→ **What this task involves**: Would it be possible to write out each entry below exactly, without the pictures?

[start of Task inputs]

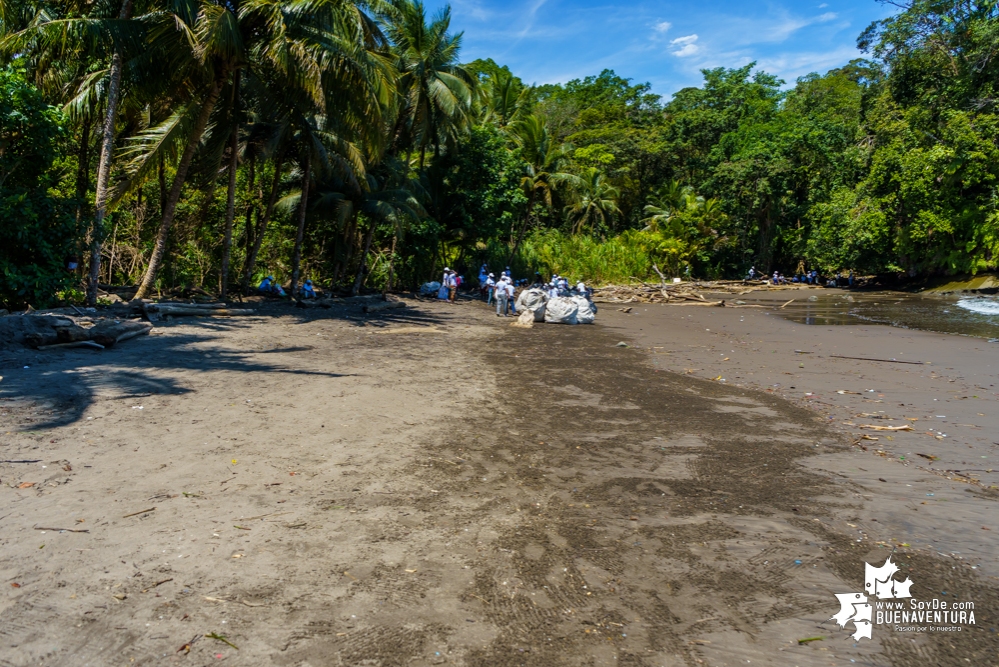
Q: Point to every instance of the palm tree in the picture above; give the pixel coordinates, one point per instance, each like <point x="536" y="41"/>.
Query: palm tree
<point x="436" y="91"/>
<point x="77" y="41"/>
<point x="665" y="203"/>
<point x="325" y="48"/>
<point x="503" y="99"/>
<point x="544" y="160"/>
<point x="595" y="201"/>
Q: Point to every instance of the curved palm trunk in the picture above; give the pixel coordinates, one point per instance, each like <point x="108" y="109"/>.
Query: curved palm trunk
<point x="362" y="269"/>
<point x="302" y="204"/>
<point x="258" y="239"/>
<point x="230" y="210"/>
<point x="391" y="277"/>
<point x="523" y="230"/>
<point x="104" y="166"/>
<point x="156" y="260"/>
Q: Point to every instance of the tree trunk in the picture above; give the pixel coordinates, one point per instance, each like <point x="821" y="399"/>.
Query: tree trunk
<point x="258" y="239"/>
<point x="161" y="173"/>
<point x="391" y="278"/>
<point x="523" y="229"/>
<point x="302" y="209"/>
<point x="156" y="259"/>
<point x="364" y="260"/>
<point x="251" y="208"/>
<point x="104" y="166"/>
<point x="83" y="167"/>
<point x="230" y="207"/>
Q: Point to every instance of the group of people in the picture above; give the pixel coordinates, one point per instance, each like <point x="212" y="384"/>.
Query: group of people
<point x="449" y="285"/>
<point x="804" y="277"/>
<point x="271" y="287"/>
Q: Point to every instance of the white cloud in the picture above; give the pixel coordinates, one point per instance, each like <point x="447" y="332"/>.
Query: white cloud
<point x="686" y="46"/>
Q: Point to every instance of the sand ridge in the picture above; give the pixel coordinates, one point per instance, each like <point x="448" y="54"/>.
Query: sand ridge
<point x="481" y="496"/>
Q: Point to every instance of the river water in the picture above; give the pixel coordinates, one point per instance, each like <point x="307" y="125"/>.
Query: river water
<point x="958" y="314"/>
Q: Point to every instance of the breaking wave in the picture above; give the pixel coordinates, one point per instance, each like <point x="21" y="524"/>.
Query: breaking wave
<point x="981" y="305"/>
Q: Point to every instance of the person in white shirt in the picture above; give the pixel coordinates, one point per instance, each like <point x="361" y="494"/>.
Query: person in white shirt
<point x="490" y="289"/>
<point x="452" y="286"/>
<point x="503" y="297"/>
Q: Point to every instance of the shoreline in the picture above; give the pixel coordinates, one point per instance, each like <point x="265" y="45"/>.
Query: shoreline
<point x="430" y="485"/>
<point x="947" y="466"/>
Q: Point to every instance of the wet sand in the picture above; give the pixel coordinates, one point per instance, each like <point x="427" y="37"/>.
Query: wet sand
<point x="435" y="487"/>
<point x="950" y="401"/>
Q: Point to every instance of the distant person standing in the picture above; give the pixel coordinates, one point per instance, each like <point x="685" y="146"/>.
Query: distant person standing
<point x="490" y="284"/>
<point x="502" y="297"/>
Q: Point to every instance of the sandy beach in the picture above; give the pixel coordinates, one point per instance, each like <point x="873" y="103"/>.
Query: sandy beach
<point x="431" y="486"/>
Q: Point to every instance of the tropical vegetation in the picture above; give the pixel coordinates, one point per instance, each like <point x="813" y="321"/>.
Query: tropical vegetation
<point x="208" y="143"/>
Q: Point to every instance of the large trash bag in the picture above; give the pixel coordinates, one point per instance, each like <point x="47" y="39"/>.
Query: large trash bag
<point x="561" y="310"/>
<point x="429" y="289"/>
<point x="525" y="320"/>
<point x="587" y="310"/>
<point x="534" y="300"/>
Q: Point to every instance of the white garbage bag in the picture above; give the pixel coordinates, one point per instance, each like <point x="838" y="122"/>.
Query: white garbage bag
<point x="535" y="300"/>
<point x="587" y="310"/>
<point x="561" y="310"/>
<point x="525" y="320"/>
<point x="429" y="289"/>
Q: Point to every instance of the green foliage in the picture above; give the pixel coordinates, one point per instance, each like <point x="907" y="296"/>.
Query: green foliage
<point x="37" y="230"/>
<point x="416" y="160"/>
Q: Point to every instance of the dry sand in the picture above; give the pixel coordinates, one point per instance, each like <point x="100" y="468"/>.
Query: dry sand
<point x="434" y="487"/>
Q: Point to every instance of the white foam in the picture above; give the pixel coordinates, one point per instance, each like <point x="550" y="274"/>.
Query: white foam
<point x="980" y="305"/>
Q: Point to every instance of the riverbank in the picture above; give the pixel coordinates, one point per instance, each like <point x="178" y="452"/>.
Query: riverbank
<point x="431" y="486"/>
<point x="930" y="481"/>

[end of Task inputs]

→ **Solution for this problem**:
Q: Point to every instance of the palm tree in the picture above; give the pixel coordinates, one point per instance, each like <point x="536" y="41"/>.
Query: palm tree
<point x="436" y="91"/>
<point x="77" y="41"/>
<point x="665" y="203"/>
<point x="325" y="48"/>
<point x="503" y="99"/>
<point x="544" y="160"/>
<point x="595" y="201"/>
Q: Point to every instance of the curved palm trunk in the picture above; give the pixel coordinates, one point per instance, each like <point x="108" y="109"/>.
Query: curved palm trunk
<point x="362" y="269"/>
<point x="302" y="204"/>
<point x="258" y="239"/>
<point x="230" y="210"/>
<point x="391" y="277"/>
<point x="523" y="230"/>
<point x="104" y="166"/>
<point x="156" y="260"/>
Q: Point to every instance of the tree trunk in the picture above; give the pixel coordinates, one point per instance, each like <point x="821" y="399"/>.
Query: tree trunk
<point x="258" y="239"/>
<point x="161" y="173"/>
<point x="391" y="278"/>
<point x="523" y="229"/>
<point x="302" y="209"/>
<point x="156" y="259"/>
<point x="364" y="260"/>
<point x="251" y="208"/>
<point x="104" y="166"/>
<point x="83" y="167"/>
<point x="230" y="207"/>
Q: Point to every instance of the group of people in the picture above; give the pixel coordinates, one point per instance, each like <point x="212" y="384"/>.
Query: group of people
<point x="449" y="285"/>
<point x="804" y="277"/>
<point x="271" y="287"/>
Q: Point to every instance of the white cloud in the picture above; give the pixel coordinates, one point per instance, each like <point x="447" y="332"/>.
Query: white cloud
<point x="686" y="46"/>
Q: Point to every instance of the sand ridge in the picture above; give the pixel coordinates, one point per instance, each like <point x="448" y="54"/>.
Query: sand ridge
<point x="481" y="496"/>
Q: Point to every instance of the river water in the picture above; give the pixel coordinates, one point per instance, each like <point x="307" y="125"/>.
Query: river water
<point x="958" y="314"/>
Q: Point to every instance of the breaking wave in the picture above; give the pixel coordinates, one point per instance, each like <point x="21" y="524"/>.
Query: breaking wave
<point x="981" y="305"/>
Q: Point to every instance of the person in white shirt in the picture above; give the pixel coordinates, one point per instance, each like <point x="361" y="494"/>.
Query: person in white shirt
<point x="490" y="289"/>
<point x="452" y="286"/>
<point x="503" y="297"/>
Q: Point to every instance of the shoreline in the picture above; give the pixel coordinates, one point per instance, each like <point x="265" y="45"/>.
Query: shoreline
<point x="430" y="485"/>
<point x="947" y="466"/>
Q: Point to every instance of the wet sand in the picture above; give the pixel coordinates, one point per instance, each like <point x="427" y="37"/>.
Query: wet sand
<point x="435" y="487"/>
<point x="950" y="401"/>
Q: Point to every instance of the distant person standing in the picture above; give the pixel coordinates, one point per instance, each like <point x="685" y="146"/>.
Query: distant person standing
<point x="490" y="284"/>
<point x="502" y="297"/>
Q: Point to every instance of the sandy beach in the picture above; give the pixel coordinates, one point per instance, each like <point x="873" y="103"/>.
Query: sandy beach
<point x="431" y="486"/>
Q: Point to every instance of the tropical vegetation in the picture above; give the pixel coordinates, one point per instance, each like <point x="813" y="321"/>.
Query: tropical vegetation
<point x="208" y="143"/>
Q: Point to every instance of the large trash bag in the picture above; give the pixel coordinates, one point per instance, each like <point x="47" y="39"/>.
Query: large trash bag
<point x="561" y="310"/>
<point x="429" y="289"/>
<point x="525" y="320"/>
<point x="587" y="310"/>
<point x="534" y="300"/>
Q: Point to every instance of the white garbage bag in the picture above; give the pixel coordinates, one point per instance, each like <point x="838" y="122"/>.
Query: white garbage bag
<point x="535" y="300"/>
<point x="587" y="310"/>
<point x="561" y="310"/>
<point x="525" y="320"/>
<point x="429" y="289"/>
Q: Point to every instance of the green foliage in the picture above; give the pixel coordinates, one point per instance, each like <point x="907" y="296"/>.
Query: green foliage
<point x="37" y="230"/>
<point x="416" y="160"/>
Q: Point to every instance of the dry sand in the picture above; give the pixel coordinates, one point per instance, each like <point x="100" y="468"/>.
Query: dry sand
<point x="434" y="487"/>
Q: Point to every instance of the white foam in the picture above; give the pixel coordinates, one point per instance, each like <point x="550" y="274"/>.
Query: white foam
<point x="980" y="305"/>
Q: Point to every instance of the riverbank in the picture above; give the pixel coordinates, one point per instance, each like <point x="178" y="452"/>.
Query: riverbank
<point x="431" y="486"/>
<point x="930" y="481"/>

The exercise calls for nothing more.